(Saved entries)
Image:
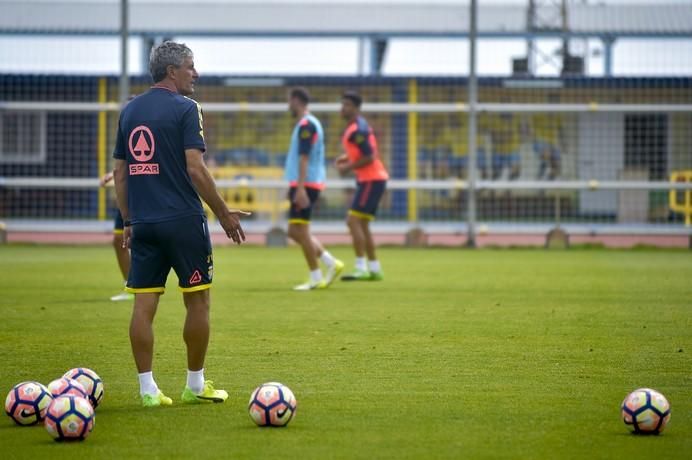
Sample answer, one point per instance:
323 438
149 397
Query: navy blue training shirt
154 130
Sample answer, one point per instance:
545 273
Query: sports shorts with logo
367 198
118 223
182 244
301 216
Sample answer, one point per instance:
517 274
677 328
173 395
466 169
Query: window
22 137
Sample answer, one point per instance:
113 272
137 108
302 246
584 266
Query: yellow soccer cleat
208 394
157 400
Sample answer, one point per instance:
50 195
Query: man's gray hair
167 53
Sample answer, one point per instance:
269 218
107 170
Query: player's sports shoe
208 394
310 285
357 275
376 276
334 271
159 399
123 296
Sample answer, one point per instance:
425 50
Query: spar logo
142 147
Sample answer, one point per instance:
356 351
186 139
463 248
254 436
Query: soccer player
159 177
363 159
305 170
122 254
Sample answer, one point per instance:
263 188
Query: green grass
457 354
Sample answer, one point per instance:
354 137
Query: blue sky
339 56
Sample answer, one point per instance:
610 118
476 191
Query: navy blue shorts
118 224
182 244
301 216
367 198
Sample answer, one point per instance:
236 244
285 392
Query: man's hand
230 222
301 199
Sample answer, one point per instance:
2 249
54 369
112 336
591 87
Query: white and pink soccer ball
27 402
66 386
272 404
90 380
647 411
70 418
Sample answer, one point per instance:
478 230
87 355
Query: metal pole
473 121
124 91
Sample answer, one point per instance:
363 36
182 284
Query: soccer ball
65 386
91 382
70 418
27 403
646 410
272 404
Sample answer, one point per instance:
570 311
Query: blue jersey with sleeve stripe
307 139
154 131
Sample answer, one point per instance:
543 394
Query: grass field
457 354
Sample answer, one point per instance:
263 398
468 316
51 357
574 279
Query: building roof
268 18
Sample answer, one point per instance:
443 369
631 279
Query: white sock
374 266
147 386
327 258
316 275
361 264
195 380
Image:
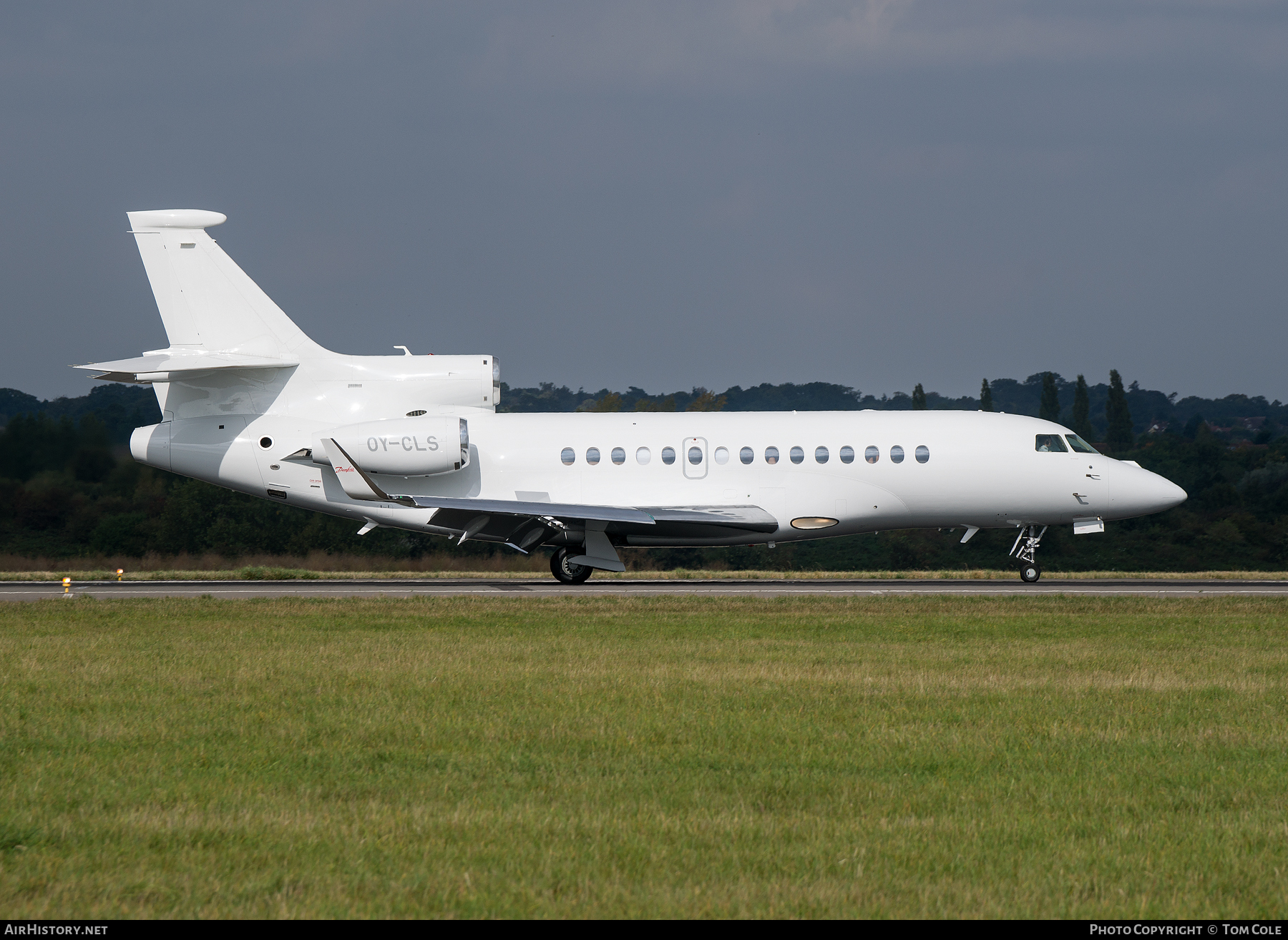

→ TASK ITEM:
Copy the entries exactly. No pictures.

→ FINISHED TASK:
Image:
Sample answer, one point per instance:
323 438
149 397
Query: navy blue training shirt
154 130
Sample answer, one point per instance:
545 273
Query: sports shorts with logo
367 198
118 223
182 244
301 216
Sample answer, one point per instance:
517 274
677 328
173 395
466 169
Query: window
22 137
Sample answer, one point per instance:
113 272
137 108
302 246
584 266
Query: yellow soccer cleat
208 394
157 400
Sample answer, one point per instance:
50 195
Query: man's gray hair
167 53
Sample answer, one point per instance:
269 218
107 170
Query: player's sports shoe
208 394
310 285
357 275
376 276
334 271
159 399
123 296
Sample answer, one point per instance:
425 50
Query: spar logo
142 147
Sample answer, one point per instance:
356 351
186 139
463 248
254 436
Query: soccer player
159 177
363 159
305 170
122 254
Sample answer, one point per instance:
263 188
Query: green grass
457 354
Sample answer, one point per instance:
354 137
Query: blue sky
339 56
Sample answer, one point per instance:
610 118
476 191
Query: navy blue shorts
118 224
182 244
301 216
367 198
Sample answer, one point per instance:
236 244
285 392
Query: man's hand
230 222
301 199
Sample answer, one point per instance:
2 249
54 369
112 336
591 87
Query: white and pink soccer ball
27 402
66 386
272 404
90 380
647 411
70 418
Sample answer, one point per instance:
478 230
87 355
Query: metal pole
473 121
124 91
Sample answer, one point per instance:
363 36
182 284
Query: soccer ball
65 386
91 382
70 418
27 403
646 410
272 404
Sample answer, one point per instance:
570 311
Query: blue jersey with sleeve stripe
307 139
154 131
Sample answer, one point per instance:
543 394
Query: grass field
457 354
Sample answer, one point per instance:
263 398
468 316
51 357
574 279
Query: building roof
268 18
Sample answer, one point per instance:
443 369
631 279
Query: white sock
374 266
147 386
327 258
316 275
361 264
195 380
Image:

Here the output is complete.